Saved entries:
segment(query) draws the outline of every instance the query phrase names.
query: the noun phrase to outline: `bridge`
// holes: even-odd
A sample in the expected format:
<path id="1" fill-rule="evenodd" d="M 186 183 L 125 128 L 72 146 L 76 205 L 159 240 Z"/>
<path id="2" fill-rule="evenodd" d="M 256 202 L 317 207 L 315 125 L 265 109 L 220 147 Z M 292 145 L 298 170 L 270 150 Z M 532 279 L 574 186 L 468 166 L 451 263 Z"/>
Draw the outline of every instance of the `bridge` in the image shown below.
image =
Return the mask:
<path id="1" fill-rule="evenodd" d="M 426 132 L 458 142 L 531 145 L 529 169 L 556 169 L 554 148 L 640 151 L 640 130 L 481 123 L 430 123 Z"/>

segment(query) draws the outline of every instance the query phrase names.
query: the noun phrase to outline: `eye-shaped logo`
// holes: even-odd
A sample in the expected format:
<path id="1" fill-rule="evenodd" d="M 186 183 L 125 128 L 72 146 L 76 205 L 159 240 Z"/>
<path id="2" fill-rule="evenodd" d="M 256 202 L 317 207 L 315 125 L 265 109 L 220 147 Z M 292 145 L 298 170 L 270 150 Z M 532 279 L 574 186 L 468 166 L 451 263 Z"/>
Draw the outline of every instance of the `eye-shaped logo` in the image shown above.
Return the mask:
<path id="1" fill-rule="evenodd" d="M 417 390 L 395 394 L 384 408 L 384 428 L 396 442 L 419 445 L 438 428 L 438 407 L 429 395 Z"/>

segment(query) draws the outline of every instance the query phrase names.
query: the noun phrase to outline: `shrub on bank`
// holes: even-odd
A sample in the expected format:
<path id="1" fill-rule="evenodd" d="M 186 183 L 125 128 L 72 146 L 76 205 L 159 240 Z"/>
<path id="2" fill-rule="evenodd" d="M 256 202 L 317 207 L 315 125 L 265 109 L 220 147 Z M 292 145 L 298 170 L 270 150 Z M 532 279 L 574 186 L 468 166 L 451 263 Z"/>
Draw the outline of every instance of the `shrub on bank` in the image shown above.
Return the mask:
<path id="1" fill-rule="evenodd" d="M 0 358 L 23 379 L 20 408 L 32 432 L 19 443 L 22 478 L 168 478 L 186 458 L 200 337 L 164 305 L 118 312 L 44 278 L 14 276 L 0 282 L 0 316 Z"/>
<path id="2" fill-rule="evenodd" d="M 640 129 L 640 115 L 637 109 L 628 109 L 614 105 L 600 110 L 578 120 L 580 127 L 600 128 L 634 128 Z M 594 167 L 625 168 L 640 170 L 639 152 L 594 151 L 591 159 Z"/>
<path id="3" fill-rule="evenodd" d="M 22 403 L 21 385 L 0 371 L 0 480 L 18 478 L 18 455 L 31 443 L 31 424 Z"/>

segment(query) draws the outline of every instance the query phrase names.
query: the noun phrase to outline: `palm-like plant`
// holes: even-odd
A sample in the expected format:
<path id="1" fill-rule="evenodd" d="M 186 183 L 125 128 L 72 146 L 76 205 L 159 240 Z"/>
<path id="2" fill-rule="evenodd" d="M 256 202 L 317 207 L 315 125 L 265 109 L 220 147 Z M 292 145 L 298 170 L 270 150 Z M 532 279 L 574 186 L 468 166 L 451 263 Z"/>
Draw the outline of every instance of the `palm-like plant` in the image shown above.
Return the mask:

**WORK REQUEST:** Write each record above out again exactly as it reads.

**ANSWER TO THE EXERCISE:**
segment(query) draws the outline of every instance the query phrase names.
query: the noun phrase to outline: `bridge`
// holes: even-odd
A sample in the expected format:
<path id="1" fill-rule="evenodd" d="M 186 183 L 125 128 L 72 146 L 76 205 L 159 240 Z"/>
<path id="2" fill-rule="evenodd" d="M 256 202 L 317 207 L 315 125 L 265 109 L 220 147 Z M 292 145 L 298 170 L 270 150 Z M 532 279 L 574 186 L 468 166 L 451 263 Z"/>
Draw the outline of every instance of the `bridge` in the image shown below.
image =
Return the mask:
<path id="1" fill-rule="evenodd" d="M 426 132 L 458 142 L 531 145 L 529 169 L 556 169 L 554 148 L 640 151 L 640 130 L 481 123 L 430 123 Z"/>

segment(query) draws the outline of every instance the query phrase names.
query: the noun phrase to outline: `eye-shaped logo`
// holes: even-odd
A sample in the expected format:
<path id="1" fill-rule="evenodd" d="M 186 183 L 125 128 L 72 146 L 76 205 L 159 240 Z"/>
<path id="2" fill-rule="evenodd" d="M 256 202 L 317 207 L 315 125 L 265 109 L 220 147 Z M 292 145 L 298 170 L 270 150 Z M 532 279 L 574 186 L 468 166 L 451 263 Z"/>
Draw the outline of every instance of the `eye-shaped logo` in the image shown above.
Return the mask:
<path id="1" fill-rule="evenodd" d="M 417 390 L 395 394 L 384 408 L 384 428 L 396 442 L 419 445 L 438 428 L 438 407 L 429 395 Z"/>

segment(query) draws the outline of every instance the query phrase names.
query: the noun phrase to outline: `shrub on bank`
// holes: even-odd
A sample in the expected format:
<path id="1" fill-rule="evenodd" d="M 186 183 L 125 128 L 72 146 L 76 205 L 159 240 Z"/>
<path id="2" fill-rule="evenodd" d="M 256 202 L 317 207 L 315 125 L 265 109 L 220 147 Z M 292 145 L 298 170 L 270 150 Z M 532 279 L 574 186 L 468 166 L 451 263 Z"/>
Draw the outline of every instance of the `shrub on bank` in the image shown above.
Return the mask:
<path id="1" fill-rule="evenodd" d="M 0 358 L 23 379 L 20 408 L 32 432 L 19 443 L 22 478 L 168 478 L 186 458 L 200 337 L 164 305 L 118 312 L 44 278 L 14 276 L 0 282 L 0 316 Z"/>
<path id="2" fill-rule="evenodd" d="M 640 129 L 640 115 L 637 109 L 628 109 L 614 105 L 600 110 L 578 120 L 580 127 L 600 128 L 634 128 Z M 594 167 L 625 168 L 640 170 L 639 152 L 594 151 L 591 159 Z"/>
<path id="3" fill-rule="evenodd" d="M 22 403 L 21 385 L 0 371 L 0 480 L 18 478 L 18 455 L 31 443 L 31 424 Z"/>

segment(query) draws the outline of every instance the query phrase names.
query: the noun phrase to outline: `palm-like plant`
// holes: even-odd
A sample in the expected format:
<path id="1" fill-rule="evenodd" d="M 186 183 L 125 128 L 72 146 L 76 205 L 159 240 Z"/>
<path id="2" fill-rule="evenodd" d="M 256 202 L 317 207 L 315 125 L 265 109 L 220 147 Z M 292 145 L 298 170 L 270 150 Z M 532 279 L 574 186 L 468 166 L 451 263 Z"/>
Draw the outline of every instance of the `palm-like plant` in the image shown above.
Return the mask:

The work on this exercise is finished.